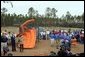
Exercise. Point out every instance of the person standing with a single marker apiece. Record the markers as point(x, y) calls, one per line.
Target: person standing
point(13, 42)
point(21, 44)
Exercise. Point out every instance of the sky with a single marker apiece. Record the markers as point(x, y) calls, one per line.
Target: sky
point(21, 7)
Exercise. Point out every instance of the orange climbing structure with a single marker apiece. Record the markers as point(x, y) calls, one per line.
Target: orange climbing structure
point(29, 34)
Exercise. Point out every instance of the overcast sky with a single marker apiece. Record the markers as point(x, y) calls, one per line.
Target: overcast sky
point(21, 7)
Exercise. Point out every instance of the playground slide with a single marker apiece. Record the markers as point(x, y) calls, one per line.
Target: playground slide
point(29, 38)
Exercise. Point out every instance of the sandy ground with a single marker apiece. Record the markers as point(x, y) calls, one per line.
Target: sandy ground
point(42, 48)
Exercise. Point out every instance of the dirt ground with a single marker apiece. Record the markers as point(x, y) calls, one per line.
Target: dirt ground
point(42, 48)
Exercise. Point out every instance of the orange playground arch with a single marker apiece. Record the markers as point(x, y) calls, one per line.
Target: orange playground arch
point(29, 35)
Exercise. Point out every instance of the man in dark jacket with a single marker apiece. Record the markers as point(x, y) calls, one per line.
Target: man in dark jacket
point(13, 43)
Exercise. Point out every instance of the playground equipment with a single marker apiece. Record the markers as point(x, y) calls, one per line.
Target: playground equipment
point(29, 34)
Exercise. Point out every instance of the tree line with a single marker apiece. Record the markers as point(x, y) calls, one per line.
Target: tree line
point(49, 18)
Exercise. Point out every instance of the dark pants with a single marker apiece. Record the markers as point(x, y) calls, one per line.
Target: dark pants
point(13, 47)
point(5, 52)
point(21, 47)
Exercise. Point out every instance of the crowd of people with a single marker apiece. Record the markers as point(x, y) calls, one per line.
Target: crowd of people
point(63, 38)
point(65, 52)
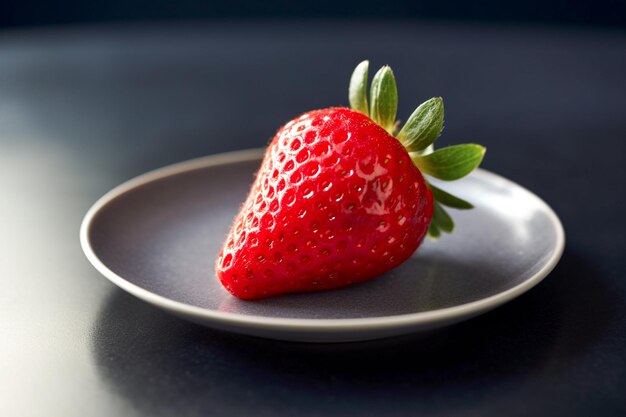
+===+
THE TASK:
Please reproduce all of the rows above, swapping "apiece" for "each" everywhere it occurs and changing nothing else. Leave the pictures out.

RESPONSE BELOW:
Exercise. Point out every instance of the person standing with a single marker each. Record the markers as point(x, y) calls, one per line.
Target: person standing
point(13, 42)
point(21, 44)
Exercise. Point out every instance of the sky with a single marker each. Record the markers as point(x, y) calls, one per line.
Target: sky
point(21, 7)
Exercise. Point out every instance of the orange climbing structure with a single marker each. Record the markers as point(x, y) calls, one per line.
Target: orange climbing structure
point(29, 34)
Exercise. Point out every instance of the overcast sky with a single marker each. Record the markers as point(x, y) calls, one per line.
Target: overcast sky
point(21, 7)
Exercise. Point out every instance of the playground slide with a single marker each. Record the markers as point(x, y) calls, one per line.
Target: playground slide
point(29, 38)
Exercise. Point out every instance of the sandy ground with a single marker each. Record the markers as point(x, y) calls, one per line.
Target: sandy ground
point(42, 48)
Exercise. Point out every instance of the dirt ground with a single marker each. Record the markers as point(x, y) calls, one per line.
Target: dirt ground
point(42, 48)
Exercise. Point out every instance of the orange playground arch with a single marker each. Record the markers as point(x, y) calls, one per line.
Target: orange playground arch
point(29, 35)
Exercise. Point out every instance of the man in dark jacket with a single marker each. Record the markers as point(x, y) calls, one per line.
Target: man in dark jacket
point(13, 43)
Exercise. Point out every instance of the playground equipment with a single marker each. Record the markers as point(x, y) calls, one per line.
Target: playground equipment
point(29, 34)
Exercise. Point out every instance of the tree line with a single marker each. Record the markers as point(x, y) calls, one per line.
Target: tree line
point(49, 18)
Exercise. Point out every instance of the dark pants with a single marker each. Record the markers as point(x, y) calls, one per line.
Target: dark pants
point(13, 47)
point(5, 52)
point(21, 47)
Exercise. Point out every instance of the crowd of people with a single marker each. Record the markers as point(x, y) calls, one per line.
Target: crowd of people
point(63, 38)
point(65, 52)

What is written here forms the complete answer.